» GIVEN RECORDS
= = =

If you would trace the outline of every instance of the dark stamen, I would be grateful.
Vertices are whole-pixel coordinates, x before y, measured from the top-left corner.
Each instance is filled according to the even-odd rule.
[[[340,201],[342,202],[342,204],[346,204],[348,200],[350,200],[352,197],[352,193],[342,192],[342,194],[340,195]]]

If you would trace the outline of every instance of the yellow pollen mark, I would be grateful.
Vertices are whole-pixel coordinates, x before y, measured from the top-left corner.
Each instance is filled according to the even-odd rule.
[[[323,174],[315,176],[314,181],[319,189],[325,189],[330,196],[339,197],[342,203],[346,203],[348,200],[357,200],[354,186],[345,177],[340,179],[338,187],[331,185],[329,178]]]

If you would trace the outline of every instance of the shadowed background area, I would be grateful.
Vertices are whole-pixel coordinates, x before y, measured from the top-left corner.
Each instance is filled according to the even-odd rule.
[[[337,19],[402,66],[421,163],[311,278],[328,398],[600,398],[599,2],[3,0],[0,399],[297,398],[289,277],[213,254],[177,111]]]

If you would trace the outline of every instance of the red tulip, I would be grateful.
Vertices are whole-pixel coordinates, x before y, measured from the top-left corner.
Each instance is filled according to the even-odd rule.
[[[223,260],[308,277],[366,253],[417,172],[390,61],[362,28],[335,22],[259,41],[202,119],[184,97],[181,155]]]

= = =

» WORK INSTRUCTIONS
Would you please give the data above again, exactly as it appears?

» OUTPUT BELOW
If you would trace the outline of every instance of the dark stamen, I would be grateful.
Vertices are whole-pixel coordinates, x before y, measured from the top-left corner.
Each instance is filled according to the even-odd rule.
[[[340,201],[342,202],[342,204],[346,204],[348,200],[350,200],[352,197],[352,193],[342,192],[342,194],[340,195]]]

If you would trace the outline of every instance of the yellow pollen mark, I would be grateful.
Vertices are whole-pixel coordinates, x before y, measured from the top-left corner.
Each instance is filled according to the even-odd rule.
[[[323,174],[315,176],[314,181],[319,189],[325,189],[330,196],[339,197],[342,203],[346,203],[348,200],[357,200],[354,186],[345,177],[340,179],[338,187],[331,185],[329,178]]]

If you would trace the outline of every instance of the shadowed background area, I would be grateful.
Vertices are whole-pixel coordinates, x before y, measured from the top-left corner.
Each instance is filled according to the even-odd rule.
[[[337,19],[402,66],[421,163],[311,278],[328,398],[600,398],[599,2],[3,0],[0,399],[297,398],[289,277],[213,254],[177,111]]]

If you would trace the outline of every instance of the red tulip, I would be grateful.
Vertices are whole-pixel coordinates, x before y, measured from the top-left corner.
Each instance is filled according to the even-odd rule.
[[[223,260],[308,277],[366,253],[417,172],[390,61],[362,28],[335,22],[259,41],[202,119],[184,97],[181,155]]]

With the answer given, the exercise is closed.